[CHALLENGE] Reproduce every one of the following rows word for word, leaving none out.
++++++++++
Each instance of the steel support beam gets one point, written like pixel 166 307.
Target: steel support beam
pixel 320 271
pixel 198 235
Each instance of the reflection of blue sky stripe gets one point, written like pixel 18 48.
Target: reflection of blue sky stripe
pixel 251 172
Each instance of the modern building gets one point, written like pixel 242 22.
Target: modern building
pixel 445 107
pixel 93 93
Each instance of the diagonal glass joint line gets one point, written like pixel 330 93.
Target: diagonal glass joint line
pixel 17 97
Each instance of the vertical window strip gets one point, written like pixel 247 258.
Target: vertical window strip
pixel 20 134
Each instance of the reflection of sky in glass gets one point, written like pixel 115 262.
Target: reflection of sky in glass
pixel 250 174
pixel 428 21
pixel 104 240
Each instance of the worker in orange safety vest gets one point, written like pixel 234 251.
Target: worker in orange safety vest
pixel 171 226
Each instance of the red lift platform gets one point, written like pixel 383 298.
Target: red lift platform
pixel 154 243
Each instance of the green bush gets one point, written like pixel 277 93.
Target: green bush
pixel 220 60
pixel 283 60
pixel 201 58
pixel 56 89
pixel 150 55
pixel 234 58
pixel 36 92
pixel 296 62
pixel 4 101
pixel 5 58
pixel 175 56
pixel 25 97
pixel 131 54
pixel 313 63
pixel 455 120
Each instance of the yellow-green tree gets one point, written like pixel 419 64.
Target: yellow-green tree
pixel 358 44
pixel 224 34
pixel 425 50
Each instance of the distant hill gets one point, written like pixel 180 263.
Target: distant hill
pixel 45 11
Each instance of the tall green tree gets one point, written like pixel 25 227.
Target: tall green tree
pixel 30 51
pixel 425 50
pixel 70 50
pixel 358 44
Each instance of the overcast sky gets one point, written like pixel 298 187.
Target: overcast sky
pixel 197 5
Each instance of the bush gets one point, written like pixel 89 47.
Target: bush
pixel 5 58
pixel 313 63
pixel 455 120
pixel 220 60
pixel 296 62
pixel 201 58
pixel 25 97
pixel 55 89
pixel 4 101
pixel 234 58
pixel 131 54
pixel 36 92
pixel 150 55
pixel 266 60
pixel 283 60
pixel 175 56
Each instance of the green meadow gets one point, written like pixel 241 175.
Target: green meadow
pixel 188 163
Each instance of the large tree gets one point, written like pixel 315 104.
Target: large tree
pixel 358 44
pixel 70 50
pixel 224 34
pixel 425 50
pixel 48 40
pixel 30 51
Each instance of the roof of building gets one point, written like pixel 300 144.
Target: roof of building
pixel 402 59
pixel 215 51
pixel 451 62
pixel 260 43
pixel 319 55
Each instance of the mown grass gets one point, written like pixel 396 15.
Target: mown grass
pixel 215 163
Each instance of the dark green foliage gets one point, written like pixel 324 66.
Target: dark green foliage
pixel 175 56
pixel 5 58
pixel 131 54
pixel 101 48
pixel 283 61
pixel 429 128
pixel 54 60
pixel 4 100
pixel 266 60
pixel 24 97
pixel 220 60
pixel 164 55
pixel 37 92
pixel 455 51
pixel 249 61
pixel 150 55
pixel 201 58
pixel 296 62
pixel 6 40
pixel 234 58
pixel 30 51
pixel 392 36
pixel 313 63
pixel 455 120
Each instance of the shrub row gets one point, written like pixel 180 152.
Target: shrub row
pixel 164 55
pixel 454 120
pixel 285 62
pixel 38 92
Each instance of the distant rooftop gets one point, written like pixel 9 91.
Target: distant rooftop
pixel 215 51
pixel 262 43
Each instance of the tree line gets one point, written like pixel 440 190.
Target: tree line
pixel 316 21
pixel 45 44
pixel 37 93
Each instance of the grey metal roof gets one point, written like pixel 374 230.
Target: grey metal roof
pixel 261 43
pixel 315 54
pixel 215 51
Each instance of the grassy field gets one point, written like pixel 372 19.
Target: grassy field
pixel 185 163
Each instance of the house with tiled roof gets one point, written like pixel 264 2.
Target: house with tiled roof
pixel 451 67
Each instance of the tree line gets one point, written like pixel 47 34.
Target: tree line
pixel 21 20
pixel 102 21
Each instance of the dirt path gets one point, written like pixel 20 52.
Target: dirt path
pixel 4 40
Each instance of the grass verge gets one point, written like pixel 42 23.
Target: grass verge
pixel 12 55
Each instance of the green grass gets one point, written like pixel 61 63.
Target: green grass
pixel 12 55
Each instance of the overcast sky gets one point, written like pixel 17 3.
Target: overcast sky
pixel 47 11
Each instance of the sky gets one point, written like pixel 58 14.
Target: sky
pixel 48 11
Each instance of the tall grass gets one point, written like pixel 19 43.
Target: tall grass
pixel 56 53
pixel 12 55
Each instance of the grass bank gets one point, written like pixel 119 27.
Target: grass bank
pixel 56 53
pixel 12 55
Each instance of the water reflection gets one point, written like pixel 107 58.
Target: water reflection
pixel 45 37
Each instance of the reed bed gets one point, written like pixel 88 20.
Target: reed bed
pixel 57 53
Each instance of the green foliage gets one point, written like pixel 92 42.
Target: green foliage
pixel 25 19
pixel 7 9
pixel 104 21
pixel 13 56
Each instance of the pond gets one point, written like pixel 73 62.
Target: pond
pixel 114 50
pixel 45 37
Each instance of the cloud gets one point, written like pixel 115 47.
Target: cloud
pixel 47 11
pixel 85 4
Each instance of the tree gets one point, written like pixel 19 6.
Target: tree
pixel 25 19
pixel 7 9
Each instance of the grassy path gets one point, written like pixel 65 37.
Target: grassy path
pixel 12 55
++++++++++
[IN RESPONSE]
Each instance of the steel support beam gets one point, written like pixel 166 307.
Target: steel support beam
pixel 320 271
pixel 198 235
Each instance of the reflection of blue sky stripe gets one point, written like pixel 18 48.
Target: reflection of blue sky stripe
pixel 251 172
Each instance of the modern building gets one point, written like pixel 242 22.
Target: modern building
pixel 445 107
pixel 93 93
Each instance of the diagonal glass joint line gets one point, written like pixel 330 93.
Target: diagonal glass joint line
pixel 17 97
Each instance of the vertical window strip gets one point, written like pixel 247 258.
Target: vertical window strip
pixel 20 134
Each instance of the reflection of sky in glass gets one point, written like pixel 115 262.
Target: reflection of sky in glass
pixel 250 174
pixel 428 21
pixel 104 240
Each instance of the worker in orange safety vest gets one point, written like pixel 234 251.
Target: worker in orange safety vest
pixel 171 226
Each instance of the red lift platform gets one point, written like pixel 383 298.
Target: red lift platform
pixel 154 243
Each instance of the green bush gets one point, written like pixel 277 93.
Target: green bush
pixel 220 60
pixel 283 60
pixel 201 58
pixel 56 89
pixel 150 55
pixel 234 58
pixel 36 92
pixel 296 62
pixel 4 101
pixel 5 58
pixel 175 56
pixel 25 97
pixel 131 54
pixel 313 63
pixel 455 120
Each instance of the yellow-green tree gets one point, written like pixel 419 64.
Target: yellow-green tree
pixel 358 44
pixel 224 34
pixel 425 50
Each instance of the distant hill gets one point, written like pixel 180 263.
Target: distant hill
pixel 45 11
Each instance of the tall green tree gets one point, written like pixel 25 227.
Target: tall green tree
pixel 30 51
pixel 425 50
pixel 70 50
pixel 358 44
Each instance of the overcast sky gets one point, written like pixel 298 187.
Target: overcast sky
pixel 197 5
Each instance of the bush gets one point, written like pixel 89 47.
Target: bush
pixel 5 58
pixel 313 63
pixel 455 120
pixel 220 60
pixel 296 62
pixel 201 58
pixel 25 97
pixel 55 89
pixel 4 101
pixel 234 58
pixel 131 54
pixel 36 92
pixel 150 55
pixel 266 60
pixel 283 60
pixel 175 56
Each instance of the green meadow gets one point, written like pixel 241 175.
Target: green meadow
pixel 188 163
Each instance of the large tree gets one point, written like pixel 315 104.
Target: large tree
pixel 358 44
pixel 70 50
pixel 224 34
pixel 425 50
pixel 48 40
pixel 30 51
Each instance of the roof of building gets one point, written like pixel 300 144.
Target: roof of building
pixel 402 59
pixel 215 51
pixel 451 62
pixel 260 43
pixel 319 55
Each instance of the mown grass gets one point, written like pixel 396 15.
Target: mown grass
pixel 215 163
Each instance of the dark green foliage gets one point, written like pixel 324 66.
Target: dark green foliage
pixel 175 56
pixel 5 58
pixel 131 54
pixel 101 48
pixel 283 61
pixel 429 128
pixel 54 60
pixel 4 100
pixel 266 60
pixel 24 97
pixel 220 60
pixel 164 55
pixel 37 92
pixel 455 51
pixel 249 61
pixel 150 55
pixel 201 58
pixel 296 62
pixel 6 40
pixel 234 58
pixel 30 51
pixel 392 36
pixel 313 63
pixel 455 120
Each instance of the shrub row gets one point, written like pixel 180 152.
Target: shrub row
pixel 164 55
pixel 454 120
pixel 285 62
pixel 38 92
Each instance of the distant rooftop gets one point, written like pixel 9 91.
Target: distant rooftop
pixel 215 51
pixel 262 43
Each instance of the tree line gets one point, written like pixel 440 190.
Target: tree line
pixel 316 21
pixel 45 44
pixel 37 93
Each instance of the grey metal roof gets one point, written like pixel 374 230.
Target: grey metal roof
pixel 261 43
pixel 315 54
pixel 215 51
Each instance of the grassy field gets one point, written like pixel 372 19.
Target: grassy field
pixel 185 163
Each instance of the house with tiled roof gets one point, written like pixel 264 2.
Target: house with tiled roof
pixel 451 67
Each instance of the tree line gets one point, written like pixel 47 34.
Target: tree line
pixel 21 20
pixel 102 21
Each instance of the dirt path gets one point, written like pixel 20 52.
Target: dirt path
pixel 4 40
Each instance of the grass verge gets one point, written like pixel 42 23.
Target: grass verge
pixel 12 55
Each instance of the green grass gets one point, written like pixel 61 63.
Target: green grass
pixel 12 55
Each instance of the overcast sky gets one point, written like pixel 17 3.
Target: overcast sky
pixel 47 11
Each instance of the sky gets one point, written like pixel 58 14.
Target: sky
pixel 48 11
Each instance of the tall grass gets one point, written like pixel 19 43.
Target: tall grass
pixel 56 53
pixel 12 55
Each instance of the grass bank gets one point, written like pixel 119 27.
Target: grass bank
pixel 56 53
pixel 12 55
Each instance of the water reflection gets one point, written like pixel 107 58.
Target: water reflection
pixel 45 37
Each instance of the reed bed gets one point, written like pixel 88 20.
Target: reed bed
pixel 57 53
Each instance of the green foliage gets one point, written like pixel 92 42.
Target: green foliage
pixel 25 19
pixel 7 9
pixel 104 21
pixel 13 56
Each instance of the pond gets one point, written like pixel 73 62.
Target: pond
pixel 114 50
pixel 45 37
Each instance of the cloud gets one point, written like pixel 115 47.
Target: cloud
pixel 47 11
pixel 85 4
Each instance of the tree gets one point, written like pixel 19 6.
Target: tree
pixel 25 19
pixel 7 9
Each instance of the grassy path gets one point, written like pixel 65 37.
Target: grassy path
pixel 12 55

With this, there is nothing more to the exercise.